→ EXCERPT
- - - - -
- The Washington Times - Thursday, May 24, 2001

BAMAKO, Mali — Secretary of State Colin Powell yesterday promised not to pull the plug on U.S. training programs for African peacekeepers, but vowed that no American troops would get directly involved with fighting in Africa.
On the first trip to Africa by the first black secretary of state, Mr. Powell was mobbed by adoring crowds of students.
"There is an emotional connection," he said.
But he focused on the tough problems of Africa and decisions the Bush administration has to make on dealing with wars in Sierra Leone, Congo and Sudan, as well as the AIDS epidemic, wavering democracies and trade.
"Im going [to Africa] not to see it as a black problem and as a black man looking at a black problem, but as a secretary of state of the United States looking at a human problem," he told reporters.
Speaking on his plane en route from Washington to Bamako early Tuesday morning Mr. Powell conceded that Defense Secretary Donald H. Rumsfeld wants to "back off on some of the overseas commitments we have, and thats his job."
"But we have to balance it against our responsibilities."
Some 500 U.S. Special Forces troops from Fort Bragg, N.C., are to arrive in this blistering hot capital in July for the Flintlock 2001 military exercises. They will spend 40 days training Malian troops to deal with military and humanitarian crises.
The U.S. training programs began in 1996 after 18 U.S. soldiers died on a humanitarian mission in Somalia in 1993, and the genocide in Rwanda in 1994.
Today, Mr. Powell will review U.S. and Malian troops involved in another training program, the African Crisis Response Initiative.
The State Department is committed "to move foreign policy along by training these guys in peackeeping units," in Mali and elsewhere in Africa, Mr. Powell said.
"The president specifically told [Nigerian] President [Olusegun] Obasanjo when he was in the Oval Office a couple of weeks ago that he would continue to furnish that training.
"But I really dont see any missions coming along where I can anticipate a need for or see a need for U.S. combat troops."
He said that the U.N. peacekeeping mission trying to halt the civil war in neighboring Sierra Leone is building up to 17,500 troops — almost none of them American.
"Aside from just a few liaison and training-type people we have there, theres no need for U.S. combat troops," said Mr. Powell.
Mr. Powell said he supported sanctions on Liberia and said its leader, Charles Taylor, "holds a lot of responsibility" for wars being fought in the region.
Mr. Powell also said he will soon name a special coordinator to seek a political solution to a 20-year conflict in Sudan, which he will examine when he visits Kenya on Saturday, following a trip today and Friday to South Africa.
"I would expect that our interest in Sudan will remain high, and our efforts to solve the problems in Sudan, humanitarian, political, economic and otherwise, will also increase," Mr. Powell said.
The United States has cut diplomatic relations with Khartoum, which it considers a sponsor of terrorism.
Mr. Powells meetings with Malian President Alpha Konare and other officials, to deal with malaria, AIDS and wars, overshadowed but did not hide the personal side of the visit.
"That a black man has become secretary of state gives me a lot of pleasure and that he came here gives us comfort," said pharmacy student Mariatout Traore, 25, at Mali University where Mr. Powell visited a malaria research center backed by the U.S. National Institutes of Health.
"This shows that democracy works, when a black arrives at this level. It shows the voice of the people," she said.
- - - - -
Region pointing data
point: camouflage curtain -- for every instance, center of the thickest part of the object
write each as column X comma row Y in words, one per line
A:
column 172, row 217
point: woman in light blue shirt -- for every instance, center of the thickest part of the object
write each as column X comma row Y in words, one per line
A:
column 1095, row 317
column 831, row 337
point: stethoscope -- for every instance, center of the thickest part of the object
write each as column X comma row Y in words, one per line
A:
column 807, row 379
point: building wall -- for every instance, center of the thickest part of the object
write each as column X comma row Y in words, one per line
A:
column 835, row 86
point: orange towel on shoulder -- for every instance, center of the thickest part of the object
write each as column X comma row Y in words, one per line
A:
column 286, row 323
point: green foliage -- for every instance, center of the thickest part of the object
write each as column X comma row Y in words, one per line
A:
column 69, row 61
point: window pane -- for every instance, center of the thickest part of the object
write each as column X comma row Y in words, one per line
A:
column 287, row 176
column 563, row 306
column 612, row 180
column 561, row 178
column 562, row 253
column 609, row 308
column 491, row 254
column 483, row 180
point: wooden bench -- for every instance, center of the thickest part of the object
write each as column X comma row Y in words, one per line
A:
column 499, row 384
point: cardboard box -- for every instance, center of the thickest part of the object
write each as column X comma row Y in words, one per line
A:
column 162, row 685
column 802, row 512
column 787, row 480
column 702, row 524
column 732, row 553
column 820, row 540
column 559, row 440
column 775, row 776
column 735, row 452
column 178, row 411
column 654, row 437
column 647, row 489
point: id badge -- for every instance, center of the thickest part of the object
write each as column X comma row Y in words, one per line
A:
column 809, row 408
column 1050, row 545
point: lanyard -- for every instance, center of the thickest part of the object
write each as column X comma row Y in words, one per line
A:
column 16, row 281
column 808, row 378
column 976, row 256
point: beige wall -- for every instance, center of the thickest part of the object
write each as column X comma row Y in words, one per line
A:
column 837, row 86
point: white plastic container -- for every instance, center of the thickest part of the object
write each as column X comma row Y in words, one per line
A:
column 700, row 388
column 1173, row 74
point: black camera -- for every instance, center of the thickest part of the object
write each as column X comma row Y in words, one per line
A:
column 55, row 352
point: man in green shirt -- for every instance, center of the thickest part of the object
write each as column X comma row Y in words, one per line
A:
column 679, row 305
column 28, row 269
- - - - -
→ WHAT THE EXERCISE ASKS
According to the article on Colin Powell's Africa trip, how many days will the U.S. Special Forces troops spend training Malian troops?

→ FINISHED EXERCISE
40 days.